Problem to work on: Return nothing but the lines from the line containing "Would you be willing to mark the indoor" through the last line of the records, reproduced exactly.

Listing:

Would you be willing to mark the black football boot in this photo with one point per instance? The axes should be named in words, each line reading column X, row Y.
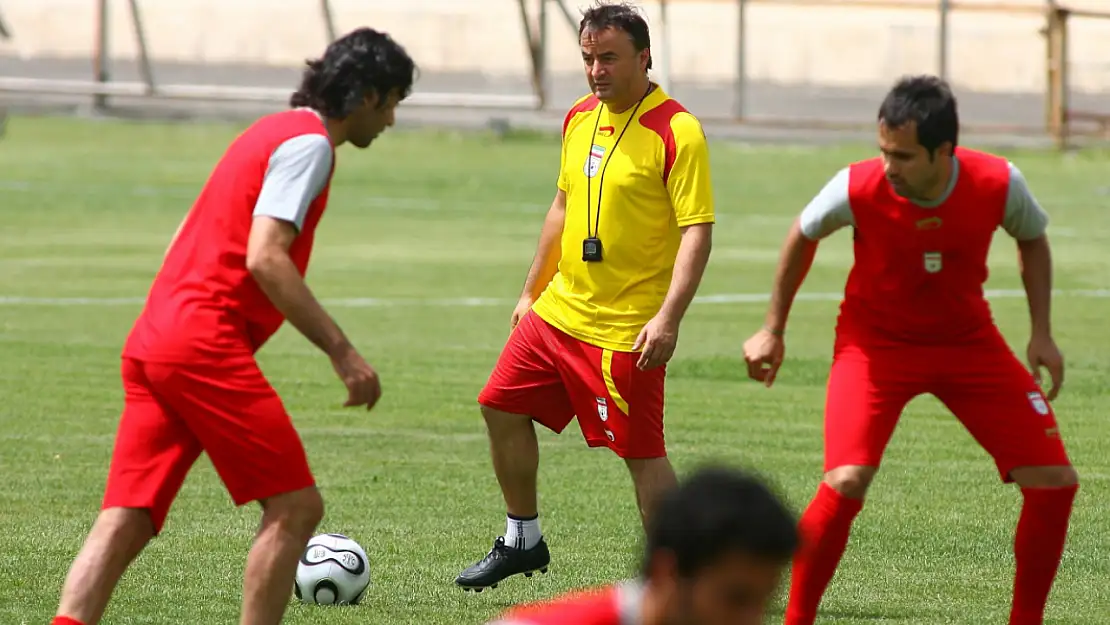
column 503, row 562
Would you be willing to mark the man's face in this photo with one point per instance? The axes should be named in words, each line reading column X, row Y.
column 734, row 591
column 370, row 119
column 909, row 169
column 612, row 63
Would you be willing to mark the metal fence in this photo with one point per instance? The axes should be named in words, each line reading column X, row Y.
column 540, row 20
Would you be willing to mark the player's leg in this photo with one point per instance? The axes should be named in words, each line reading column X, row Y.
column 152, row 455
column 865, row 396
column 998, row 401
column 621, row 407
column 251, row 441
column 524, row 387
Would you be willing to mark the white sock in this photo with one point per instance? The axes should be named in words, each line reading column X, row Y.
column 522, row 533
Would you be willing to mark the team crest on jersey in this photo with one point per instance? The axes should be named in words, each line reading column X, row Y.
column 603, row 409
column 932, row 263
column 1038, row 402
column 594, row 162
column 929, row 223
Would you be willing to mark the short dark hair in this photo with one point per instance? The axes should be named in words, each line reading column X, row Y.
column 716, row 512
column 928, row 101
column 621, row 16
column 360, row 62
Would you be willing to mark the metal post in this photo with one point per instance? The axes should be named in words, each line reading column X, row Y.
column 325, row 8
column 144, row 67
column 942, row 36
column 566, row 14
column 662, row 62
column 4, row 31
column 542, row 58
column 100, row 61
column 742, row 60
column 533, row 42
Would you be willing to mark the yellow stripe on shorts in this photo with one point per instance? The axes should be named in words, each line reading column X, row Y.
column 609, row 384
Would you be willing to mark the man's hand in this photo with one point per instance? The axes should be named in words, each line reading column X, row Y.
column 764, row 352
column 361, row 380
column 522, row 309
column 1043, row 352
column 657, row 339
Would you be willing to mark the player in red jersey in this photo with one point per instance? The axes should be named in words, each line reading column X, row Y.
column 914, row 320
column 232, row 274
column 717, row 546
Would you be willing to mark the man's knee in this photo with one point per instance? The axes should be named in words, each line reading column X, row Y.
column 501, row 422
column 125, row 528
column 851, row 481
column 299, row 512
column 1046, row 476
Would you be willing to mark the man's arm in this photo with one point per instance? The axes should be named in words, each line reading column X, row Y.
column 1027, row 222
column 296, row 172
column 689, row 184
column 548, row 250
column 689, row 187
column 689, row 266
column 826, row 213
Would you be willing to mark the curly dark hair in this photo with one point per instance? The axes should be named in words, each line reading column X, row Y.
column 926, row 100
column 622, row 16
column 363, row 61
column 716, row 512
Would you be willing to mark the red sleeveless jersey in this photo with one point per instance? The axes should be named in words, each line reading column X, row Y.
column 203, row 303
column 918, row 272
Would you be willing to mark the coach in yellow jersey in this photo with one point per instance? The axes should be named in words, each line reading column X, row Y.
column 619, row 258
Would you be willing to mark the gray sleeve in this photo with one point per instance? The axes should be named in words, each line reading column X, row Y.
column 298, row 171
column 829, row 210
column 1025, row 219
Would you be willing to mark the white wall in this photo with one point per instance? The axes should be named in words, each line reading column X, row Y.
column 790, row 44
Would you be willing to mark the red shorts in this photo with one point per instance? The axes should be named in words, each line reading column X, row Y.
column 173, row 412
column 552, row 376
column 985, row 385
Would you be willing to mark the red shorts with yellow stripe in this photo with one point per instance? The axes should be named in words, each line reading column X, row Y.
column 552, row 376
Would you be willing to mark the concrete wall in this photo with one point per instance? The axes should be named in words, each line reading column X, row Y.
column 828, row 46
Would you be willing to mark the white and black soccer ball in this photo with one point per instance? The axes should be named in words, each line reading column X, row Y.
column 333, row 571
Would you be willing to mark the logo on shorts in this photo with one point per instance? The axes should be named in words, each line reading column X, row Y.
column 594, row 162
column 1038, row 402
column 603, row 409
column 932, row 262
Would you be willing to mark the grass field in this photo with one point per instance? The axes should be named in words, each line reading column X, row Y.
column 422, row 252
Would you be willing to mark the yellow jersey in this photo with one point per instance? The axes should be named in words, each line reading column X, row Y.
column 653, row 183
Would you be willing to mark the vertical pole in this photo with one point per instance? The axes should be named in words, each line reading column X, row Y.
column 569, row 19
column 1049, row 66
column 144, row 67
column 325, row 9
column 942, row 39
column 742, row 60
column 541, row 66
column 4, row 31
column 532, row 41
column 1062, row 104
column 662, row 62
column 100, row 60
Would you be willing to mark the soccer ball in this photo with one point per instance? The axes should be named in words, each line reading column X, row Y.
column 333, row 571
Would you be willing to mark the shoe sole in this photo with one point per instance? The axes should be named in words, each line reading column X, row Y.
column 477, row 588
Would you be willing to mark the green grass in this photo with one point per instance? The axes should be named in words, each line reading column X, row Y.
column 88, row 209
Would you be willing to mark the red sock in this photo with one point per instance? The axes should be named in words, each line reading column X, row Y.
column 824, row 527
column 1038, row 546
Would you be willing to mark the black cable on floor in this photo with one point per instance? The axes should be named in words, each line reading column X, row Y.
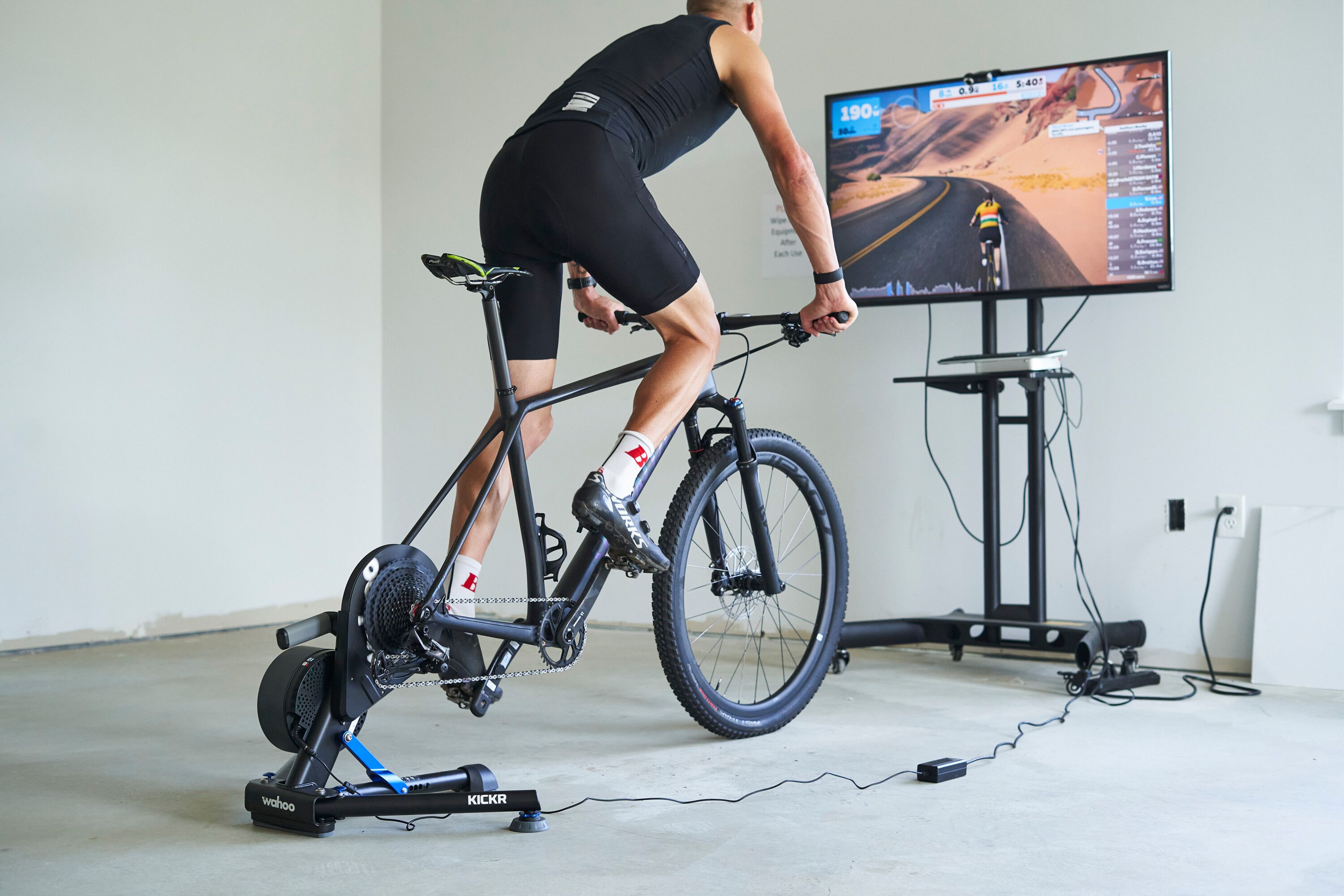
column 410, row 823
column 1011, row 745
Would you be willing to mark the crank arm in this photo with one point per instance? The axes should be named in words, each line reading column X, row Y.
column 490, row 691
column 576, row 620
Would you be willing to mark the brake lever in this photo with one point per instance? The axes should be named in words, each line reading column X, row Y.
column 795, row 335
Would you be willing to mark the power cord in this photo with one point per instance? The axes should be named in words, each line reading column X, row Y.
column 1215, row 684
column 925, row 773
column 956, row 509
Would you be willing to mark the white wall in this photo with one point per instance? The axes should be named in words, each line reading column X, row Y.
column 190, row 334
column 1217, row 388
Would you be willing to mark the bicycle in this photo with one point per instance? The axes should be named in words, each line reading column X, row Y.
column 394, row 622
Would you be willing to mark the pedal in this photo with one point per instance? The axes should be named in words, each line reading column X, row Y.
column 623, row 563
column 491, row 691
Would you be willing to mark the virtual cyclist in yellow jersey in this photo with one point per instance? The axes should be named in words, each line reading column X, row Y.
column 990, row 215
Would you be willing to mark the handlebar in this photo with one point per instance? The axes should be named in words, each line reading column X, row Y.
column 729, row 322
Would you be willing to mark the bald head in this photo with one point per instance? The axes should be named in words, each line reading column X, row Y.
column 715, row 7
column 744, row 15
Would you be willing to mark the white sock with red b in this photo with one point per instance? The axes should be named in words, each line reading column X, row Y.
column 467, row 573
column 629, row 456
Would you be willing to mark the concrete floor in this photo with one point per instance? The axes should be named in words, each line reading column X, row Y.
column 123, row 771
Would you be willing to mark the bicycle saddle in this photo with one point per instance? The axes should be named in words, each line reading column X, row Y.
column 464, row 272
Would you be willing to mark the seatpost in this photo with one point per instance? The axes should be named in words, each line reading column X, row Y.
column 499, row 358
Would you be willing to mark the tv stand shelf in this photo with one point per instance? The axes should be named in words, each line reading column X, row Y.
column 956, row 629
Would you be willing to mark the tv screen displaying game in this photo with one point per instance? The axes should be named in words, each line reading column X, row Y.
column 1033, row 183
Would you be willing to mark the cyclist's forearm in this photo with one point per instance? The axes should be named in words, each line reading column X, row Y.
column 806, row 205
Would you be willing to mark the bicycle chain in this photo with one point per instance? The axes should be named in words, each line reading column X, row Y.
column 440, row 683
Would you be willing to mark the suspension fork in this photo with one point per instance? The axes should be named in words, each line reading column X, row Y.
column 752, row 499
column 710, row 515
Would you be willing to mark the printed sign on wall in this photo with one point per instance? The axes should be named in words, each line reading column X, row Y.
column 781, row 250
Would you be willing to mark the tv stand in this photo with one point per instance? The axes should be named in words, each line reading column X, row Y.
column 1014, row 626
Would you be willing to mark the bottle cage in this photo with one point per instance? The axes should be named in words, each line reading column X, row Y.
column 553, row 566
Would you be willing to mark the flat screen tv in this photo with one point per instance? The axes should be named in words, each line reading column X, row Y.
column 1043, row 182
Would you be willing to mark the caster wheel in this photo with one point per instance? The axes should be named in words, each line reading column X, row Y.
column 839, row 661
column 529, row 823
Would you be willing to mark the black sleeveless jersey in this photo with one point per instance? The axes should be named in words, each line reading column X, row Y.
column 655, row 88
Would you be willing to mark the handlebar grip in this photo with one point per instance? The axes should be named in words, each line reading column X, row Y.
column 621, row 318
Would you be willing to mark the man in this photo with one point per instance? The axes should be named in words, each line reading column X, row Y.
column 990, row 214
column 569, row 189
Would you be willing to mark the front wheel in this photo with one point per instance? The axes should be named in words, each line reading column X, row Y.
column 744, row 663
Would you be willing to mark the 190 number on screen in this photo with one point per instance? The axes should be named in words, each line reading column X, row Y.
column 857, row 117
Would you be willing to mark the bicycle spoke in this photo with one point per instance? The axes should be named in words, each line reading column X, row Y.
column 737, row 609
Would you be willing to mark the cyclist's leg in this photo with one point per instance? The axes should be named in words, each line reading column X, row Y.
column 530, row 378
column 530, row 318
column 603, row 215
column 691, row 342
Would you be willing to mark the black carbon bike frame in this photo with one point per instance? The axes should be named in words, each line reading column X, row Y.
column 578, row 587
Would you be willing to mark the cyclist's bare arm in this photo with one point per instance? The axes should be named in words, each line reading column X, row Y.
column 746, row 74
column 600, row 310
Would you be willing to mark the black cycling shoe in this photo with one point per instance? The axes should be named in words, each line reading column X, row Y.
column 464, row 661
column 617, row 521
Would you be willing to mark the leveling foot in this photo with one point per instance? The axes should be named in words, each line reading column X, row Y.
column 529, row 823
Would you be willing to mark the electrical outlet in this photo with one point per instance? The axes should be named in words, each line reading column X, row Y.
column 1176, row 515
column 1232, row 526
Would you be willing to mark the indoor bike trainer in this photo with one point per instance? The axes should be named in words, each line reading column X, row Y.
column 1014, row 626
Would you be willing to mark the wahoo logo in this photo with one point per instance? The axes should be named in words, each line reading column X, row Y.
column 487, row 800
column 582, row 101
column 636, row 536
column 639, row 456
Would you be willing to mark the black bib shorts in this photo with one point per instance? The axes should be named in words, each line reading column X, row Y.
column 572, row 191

Answer to this exercise:
Would you be willing to mark the indoor bike trainer in this photo with one point per instance? The axes should be named in words, each line reading column X, row Y.
column 1014, row 626
Would you be willing to mark the wahoo logo in this photo with one point per instance? The axes should be named in words, each line reading column X, row Y.
column 487, row 800
column 582, row 101
column 636, row 536
column 639, row 456
Would you be willing to mark the black bib shorts in this photo with one point per instance? The axes should be named in words, each line reading column X, row Y.
column 572, row 191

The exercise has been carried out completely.